[Entries for coordinate annotation]
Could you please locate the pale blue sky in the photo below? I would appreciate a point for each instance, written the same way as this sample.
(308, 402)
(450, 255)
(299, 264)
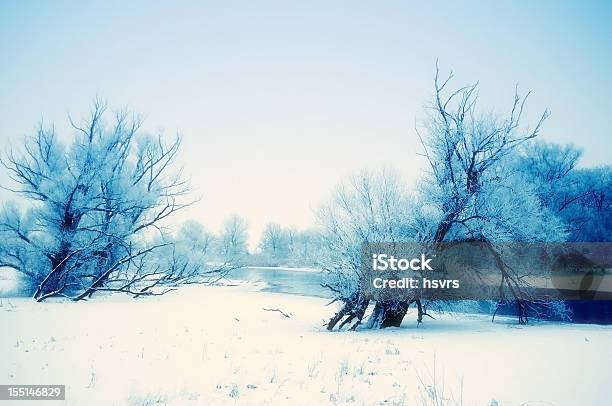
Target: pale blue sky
(277, 101)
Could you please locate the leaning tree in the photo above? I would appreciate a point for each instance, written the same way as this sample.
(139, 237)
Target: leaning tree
(475, 189)
(90, 206)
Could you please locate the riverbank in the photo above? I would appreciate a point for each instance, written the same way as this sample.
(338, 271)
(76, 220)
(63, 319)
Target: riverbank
(235, 345)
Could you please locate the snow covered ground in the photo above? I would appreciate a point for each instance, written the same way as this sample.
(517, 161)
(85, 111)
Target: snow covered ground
(217, 345)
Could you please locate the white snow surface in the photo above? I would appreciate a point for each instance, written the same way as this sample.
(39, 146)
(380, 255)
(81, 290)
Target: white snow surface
(216, 345)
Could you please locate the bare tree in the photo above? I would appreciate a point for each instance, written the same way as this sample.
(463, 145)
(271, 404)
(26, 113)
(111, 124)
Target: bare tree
(475, 190)
(90, 206)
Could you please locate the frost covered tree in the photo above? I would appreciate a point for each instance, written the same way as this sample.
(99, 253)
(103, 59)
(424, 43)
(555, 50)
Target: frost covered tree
(189, 256)
(475, 189)
(582, 197)
(371, 207)
(89, 206)
(232, 243)
(275, 241)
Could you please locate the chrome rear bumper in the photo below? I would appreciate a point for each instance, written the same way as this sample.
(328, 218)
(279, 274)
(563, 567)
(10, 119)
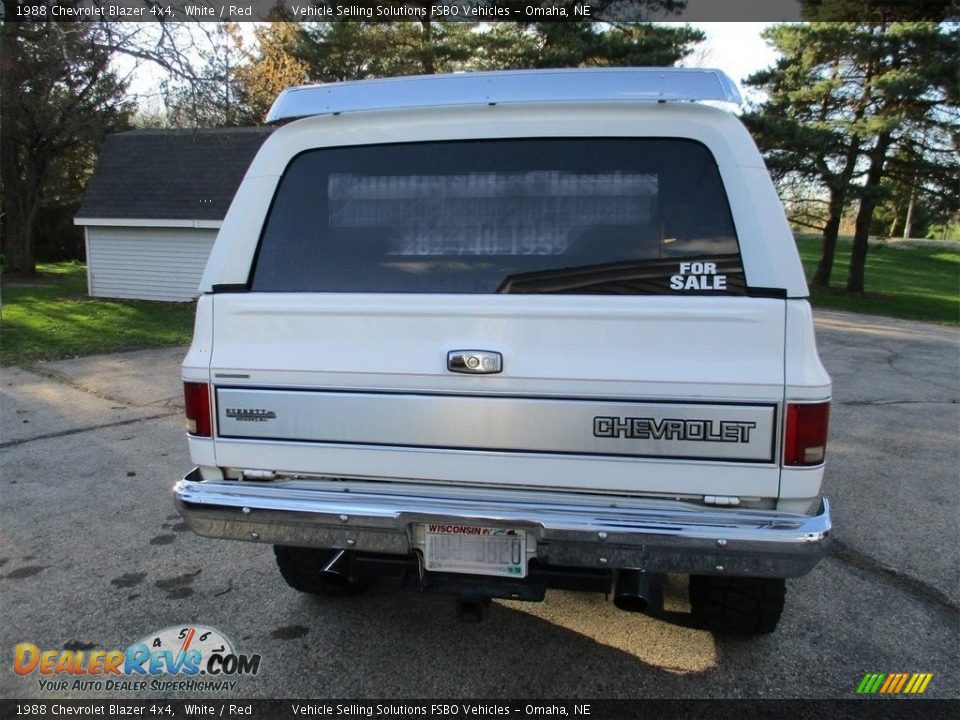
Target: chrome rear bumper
(570, 530)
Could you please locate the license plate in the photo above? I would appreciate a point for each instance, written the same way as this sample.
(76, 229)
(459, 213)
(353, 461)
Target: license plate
(476, 550)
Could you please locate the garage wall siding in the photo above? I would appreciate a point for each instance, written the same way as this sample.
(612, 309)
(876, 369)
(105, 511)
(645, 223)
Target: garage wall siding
(147, 263)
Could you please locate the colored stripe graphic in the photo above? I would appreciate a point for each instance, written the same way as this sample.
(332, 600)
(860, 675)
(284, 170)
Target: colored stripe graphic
(894, 683)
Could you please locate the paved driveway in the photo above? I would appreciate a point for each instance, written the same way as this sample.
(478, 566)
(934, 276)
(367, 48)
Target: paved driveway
(92, 555)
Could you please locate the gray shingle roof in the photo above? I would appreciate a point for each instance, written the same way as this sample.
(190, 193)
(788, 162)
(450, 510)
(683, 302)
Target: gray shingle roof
(170, 174)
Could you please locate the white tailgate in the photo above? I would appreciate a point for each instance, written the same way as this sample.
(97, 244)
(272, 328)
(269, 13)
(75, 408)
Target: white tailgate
(652, 394)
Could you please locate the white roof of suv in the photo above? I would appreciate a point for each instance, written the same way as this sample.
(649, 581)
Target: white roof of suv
(524, 86)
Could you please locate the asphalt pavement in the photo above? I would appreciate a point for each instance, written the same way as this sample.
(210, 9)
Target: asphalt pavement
(93, 556)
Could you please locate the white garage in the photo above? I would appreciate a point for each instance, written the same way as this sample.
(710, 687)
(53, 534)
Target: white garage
(152, 209)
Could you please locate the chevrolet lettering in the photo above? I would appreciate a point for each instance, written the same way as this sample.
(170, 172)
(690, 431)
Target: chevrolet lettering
(652, 429)
(254, 415)
(495, 333)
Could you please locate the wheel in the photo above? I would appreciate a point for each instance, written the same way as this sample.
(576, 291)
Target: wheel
(303, 570)
(737, 605)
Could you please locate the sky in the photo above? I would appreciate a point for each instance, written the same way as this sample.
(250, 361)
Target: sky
(736, 48)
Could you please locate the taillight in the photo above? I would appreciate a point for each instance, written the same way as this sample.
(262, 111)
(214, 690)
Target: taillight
(805, 438)
(197, 403)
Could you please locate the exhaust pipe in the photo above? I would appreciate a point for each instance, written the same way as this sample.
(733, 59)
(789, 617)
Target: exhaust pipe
(637, 591)
(472, 610)
(337, 570)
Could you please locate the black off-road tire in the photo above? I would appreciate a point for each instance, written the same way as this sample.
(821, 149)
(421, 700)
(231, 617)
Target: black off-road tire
(737, 605)
(302, 569)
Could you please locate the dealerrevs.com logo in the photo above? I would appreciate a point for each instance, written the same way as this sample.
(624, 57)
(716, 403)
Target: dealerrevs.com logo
(181, 658)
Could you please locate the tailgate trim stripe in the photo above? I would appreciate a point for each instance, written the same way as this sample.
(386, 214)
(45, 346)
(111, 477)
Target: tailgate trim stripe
(492, 423)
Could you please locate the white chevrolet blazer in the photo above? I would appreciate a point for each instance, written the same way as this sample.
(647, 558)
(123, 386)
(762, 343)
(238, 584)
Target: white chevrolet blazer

* **TO DO**: Recast the stretch from the line containing "Could you please locate the white chevrolet" through the end of the records as a numbered list, omitting any blank lines.

* **SOLUTION FOR THIS EXERCISE**:
1. Could you please locate the white chevrolet blazer in the photo above? I would appreciate a point for each instance, written the same way as this sample.
2. (647, 558)
3. (123, 386)
4. (762, 343)
5. (238, 584)
6. Target: white chevrolet blazer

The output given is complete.